*** Supplied material

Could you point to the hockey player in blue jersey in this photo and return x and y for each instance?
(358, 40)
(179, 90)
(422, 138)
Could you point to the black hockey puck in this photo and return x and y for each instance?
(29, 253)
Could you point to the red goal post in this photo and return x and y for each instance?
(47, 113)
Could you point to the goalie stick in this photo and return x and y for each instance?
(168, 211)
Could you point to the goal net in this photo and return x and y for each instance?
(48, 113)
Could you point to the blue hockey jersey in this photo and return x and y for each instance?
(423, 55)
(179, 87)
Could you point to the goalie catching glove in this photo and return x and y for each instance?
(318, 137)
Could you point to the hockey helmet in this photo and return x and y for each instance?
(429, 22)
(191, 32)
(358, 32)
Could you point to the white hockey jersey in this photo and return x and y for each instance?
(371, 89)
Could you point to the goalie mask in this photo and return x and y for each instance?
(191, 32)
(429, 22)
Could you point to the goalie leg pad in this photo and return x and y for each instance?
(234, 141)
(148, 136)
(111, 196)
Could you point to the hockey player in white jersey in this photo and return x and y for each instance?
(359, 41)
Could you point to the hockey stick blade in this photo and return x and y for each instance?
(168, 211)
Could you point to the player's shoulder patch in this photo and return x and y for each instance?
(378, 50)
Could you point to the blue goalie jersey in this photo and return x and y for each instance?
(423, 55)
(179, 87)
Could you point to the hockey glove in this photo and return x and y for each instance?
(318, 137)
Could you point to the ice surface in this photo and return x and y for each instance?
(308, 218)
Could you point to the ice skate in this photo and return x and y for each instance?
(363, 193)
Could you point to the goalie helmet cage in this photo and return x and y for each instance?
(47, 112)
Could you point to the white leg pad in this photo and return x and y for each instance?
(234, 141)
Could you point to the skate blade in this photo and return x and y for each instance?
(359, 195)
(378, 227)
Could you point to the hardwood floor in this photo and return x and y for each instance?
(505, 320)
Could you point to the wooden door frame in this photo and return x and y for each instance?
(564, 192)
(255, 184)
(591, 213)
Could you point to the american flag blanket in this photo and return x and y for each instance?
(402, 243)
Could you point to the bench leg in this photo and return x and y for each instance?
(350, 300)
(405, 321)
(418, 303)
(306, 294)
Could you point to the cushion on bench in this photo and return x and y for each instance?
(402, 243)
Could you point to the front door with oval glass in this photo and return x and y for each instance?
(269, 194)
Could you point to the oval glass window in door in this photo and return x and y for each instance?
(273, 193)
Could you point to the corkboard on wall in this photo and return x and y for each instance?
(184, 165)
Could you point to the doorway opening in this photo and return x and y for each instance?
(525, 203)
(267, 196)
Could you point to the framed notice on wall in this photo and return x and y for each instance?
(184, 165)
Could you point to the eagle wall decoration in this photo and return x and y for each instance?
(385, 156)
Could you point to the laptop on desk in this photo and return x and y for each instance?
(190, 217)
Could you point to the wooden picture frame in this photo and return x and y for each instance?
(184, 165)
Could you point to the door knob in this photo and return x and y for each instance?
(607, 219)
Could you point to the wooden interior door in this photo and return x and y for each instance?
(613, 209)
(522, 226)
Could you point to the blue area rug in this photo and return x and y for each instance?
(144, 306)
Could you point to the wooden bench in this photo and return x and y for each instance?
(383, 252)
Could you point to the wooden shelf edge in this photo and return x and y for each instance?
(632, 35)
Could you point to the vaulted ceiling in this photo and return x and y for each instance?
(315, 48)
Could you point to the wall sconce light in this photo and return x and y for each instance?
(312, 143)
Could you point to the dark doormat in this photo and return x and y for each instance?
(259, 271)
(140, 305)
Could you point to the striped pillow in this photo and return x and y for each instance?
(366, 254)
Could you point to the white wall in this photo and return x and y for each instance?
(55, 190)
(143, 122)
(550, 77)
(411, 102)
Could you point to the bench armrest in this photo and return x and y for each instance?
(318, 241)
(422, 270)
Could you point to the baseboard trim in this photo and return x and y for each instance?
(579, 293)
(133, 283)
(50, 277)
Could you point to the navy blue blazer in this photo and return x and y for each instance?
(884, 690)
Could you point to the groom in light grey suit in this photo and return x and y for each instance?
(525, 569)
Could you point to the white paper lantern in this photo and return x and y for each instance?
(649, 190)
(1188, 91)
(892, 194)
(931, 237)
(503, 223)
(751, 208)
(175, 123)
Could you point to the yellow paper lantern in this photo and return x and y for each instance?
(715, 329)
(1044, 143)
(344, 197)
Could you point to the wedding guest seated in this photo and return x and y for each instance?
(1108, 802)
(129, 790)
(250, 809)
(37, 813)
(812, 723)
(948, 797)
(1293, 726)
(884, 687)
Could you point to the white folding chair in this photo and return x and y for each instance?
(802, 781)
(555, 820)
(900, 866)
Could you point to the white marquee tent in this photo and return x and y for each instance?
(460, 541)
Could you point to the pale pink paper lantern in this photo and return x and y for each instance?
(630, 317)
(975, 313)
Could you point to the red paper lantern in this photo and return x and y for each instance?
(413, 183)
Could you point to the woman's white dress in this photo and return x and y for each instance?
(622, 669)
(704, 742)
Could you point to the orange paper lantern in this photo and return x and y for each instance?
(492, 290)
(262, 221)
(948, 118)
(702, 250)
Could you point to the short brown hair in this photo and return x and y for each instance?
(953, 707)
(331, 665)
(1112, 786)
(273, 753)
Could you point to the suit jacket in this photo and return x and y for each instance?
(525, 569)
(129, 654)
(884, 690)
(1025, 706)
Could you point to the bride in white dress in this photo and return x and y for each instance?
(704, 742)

******

Task prompt — The only acceptable answer is the full set of entries, repeated exactly.

Exercise output —
Could you point to the hockey player in blue jersey in this photo and return x and y for each instance?
(358, 40)
(179, 90)
(422, 138)
Could you point to the black hockey puck in this photo and return x and y for each instance?
(29, 253)
Could you point to the red goal post in this photo and return x and y for each instance?
(47, 113)
Could you point to the goalie stick in this photo and return x and y for each instance?
(168, 211)
Could you point to the goal net in this photo and return x and y for each instance?
(48, 113)
Could you point to the blue hockey jersey in this photo and return x and y for each instance?
(423, 55)
(179, 87)
Could you point to the goalie catching glove in this photo and return x and y for each instance?
(318, 137)
Could you point to the hockey helmet in this photo and return x and y for each instance?
(429, 22)
(191, 32)
(358, 32)
Could you point to the white hockey jersey in this photo and return x and y for each instance?
(371, 89)
Could you point to the goalie mask in this photo and return x and y for each instance?
(191, 32)
(429, 22)
Could you point to the goalie leg pad in this photo and return x and y for each instance?
(234, 141)
(148, 136)
(111, 196)
Could you point to the hockey player in white jersey in this photo and return x and y for each instance?
(359, 41)
Could you point to the hockey stick blade in this photo and return x and y for each instance?
(168, 211)
Could you point to the player's shoulder patch in this photo and return x and y for each instance?
(378, 50)
Could you point to the blue goalie jersey in this photo and return x and y for each instance?
(423, 55)
(179, 87)
Could you point to the hockey glove in this photo and return x and y for each instance?
(318, 137)
Could you point to the ice surface in this photo and return x and y for each instance?
(308, 218)
Could you point to the ice skate in this photo and return x and y for each instance?
(363, 193)
Could you point to the goalie helmet cage in this photo and return x and y for each instance?
(47, 112)
Could you point to the white leg pad in this photo and return x and y for each instance?
(234, 141)
Could you point to the skate blade in this photo and return x and y for each instance?
(359, 195)
(378, 227)
Could you point to the hardwood floor in this photo and return x and y for each instance?
(505, 320)
Could you point to the wooden door frame in this photo and return x and y for each instance?
(564, 192)
(255, 184)
(591, 213)
Could you point to the american flag blanket in this photo and return x and y for each instance?
(402, 243)
Could you point to the bench leg in this photo and return x and y for each instance?
(350, 300)
(405, 321)
(418, 303)
(306, 294)
Could you point to the cushion on bench in this photo and return x and y for each instance?
(402, 243)
Could you point to the front door with oval glass in this photo and return x and y for each instance?
(269, 194)
Could you point to the oval glass window in door in this photo and return x and y for each instance?
(273, 193)
Could you point to the corkboard on wall in this photo and return x and y for each instance?
(184, 165)
Could you point to the doorway opening in this photo and return x and y for each instance?
(525, 203)
(267, 196)
Could you point to the framed notice on wall in this photo and return x and y for each instance?
(184, 165)
Could you point to the eagle wall decoration in this photo and return x and y for each instance?
(385, 156)
Could you point to the laptop on desk in this photo and return x and y for each instance?
(190, 217)
Could you point to the wooden picture frame in this photo and return x and y for each instance?
(184, 165)
Could you point to the door knob in this photo and return x and y for each instance?
(607, 219)
Could you point to the wooden interior door in this photo and return x and y for each instance?
(613, 209)
(522, 226)
Could you point to the blue area rug in this photo and return x and y for each instance?
(144, 306)
Could you point to the wooden bench in this photo and return x and y for each instance?
(383, 252)
Could you point to the wooden shelf edge in this photo and return x and y for each instance?
(632, 35)
Could you point to the vaulted ceiling in this photo and return x and y for each instance?
(315, 48)
Could you point to the wall sconce light in this photo and return x and y for each instance?
(312, 143)
Could you point to the dark doormat in this photo and return x and y for each instance?
(259, 271)
(140, 305)
Could you point to the striped pillow in this photo and return x and y for each instance?
(366, 254)
Could you point to the white wall in this photo and return x and y for each instance?
(55, 190)
(143, 122)
(550, 77)
(411, 102)
Could you point to the bench armrest in this photo and return x and y for each instance?
(318, 241)
(422, 270)
Could you point to the baseboard trim in this photo and return x and y for each instance?
(579, 293)
(133, 283)
(50, 277)
Could you point to the navy blue blazer in this photo and return x and y for each instance?
(884, 690)
Could you point to the groom in light grey suit in this photo and return x and y for each instance?
(525, 569)
Could you point to the white paper lantern in this photo and return x and y for each instance?
(649, 190)
(1188, 91)
(892, 194)
(931, 237)
(503, 223)
(751, 208)
(175, 123)
Could you point to the yellow paper lantern in this photo and return x and y for each instance?
(715, 329)
(1044, 143)
(344, 197)
Could you point to the wedding guest seated in this photo and return x and y for each instance?
(1108, 802)
(129, 790)
(250, 809)
(37, 813)
(812, 723)
(948, 797)
(1293, 726)
(884, 687)
Could you point to the white folding chair in this photo and return x and y for each instance?
(802, 781)
(555, 820)
(900, 866)
Could you point to the white marquee tent in this photo and return x and y for each instance?
(460, 541)
Could you point to the pale pink paper lantern in this photo and return x and y for each instance?
(630, 317)
(975, 313)
Could you point to the red paper lantern in this photo and return x and y for each instance?
(413, 183)
Could you point to the woman's white dress in this photo and return x and y for each instance?
(622, 669)
(704, 742)
Could you point to the orange paper lantern in this photo and return x and y for each instance?
(492, 290)
(262, 221)
(948, 118)
(702, 250)
Could you point to the short brown hair in this photo and return x and y for each instance?
(953, 707)
(331, 665)
(1112, 786)
(273, 753)
Could you point to the suit jacket in this photo and return x and y for each instance?
(525, 569)
(129, 654)
(884, 690)
(1025, 706)
Could you point to the bride in white dress in this photo and return x and y for each instance?
(704, 742)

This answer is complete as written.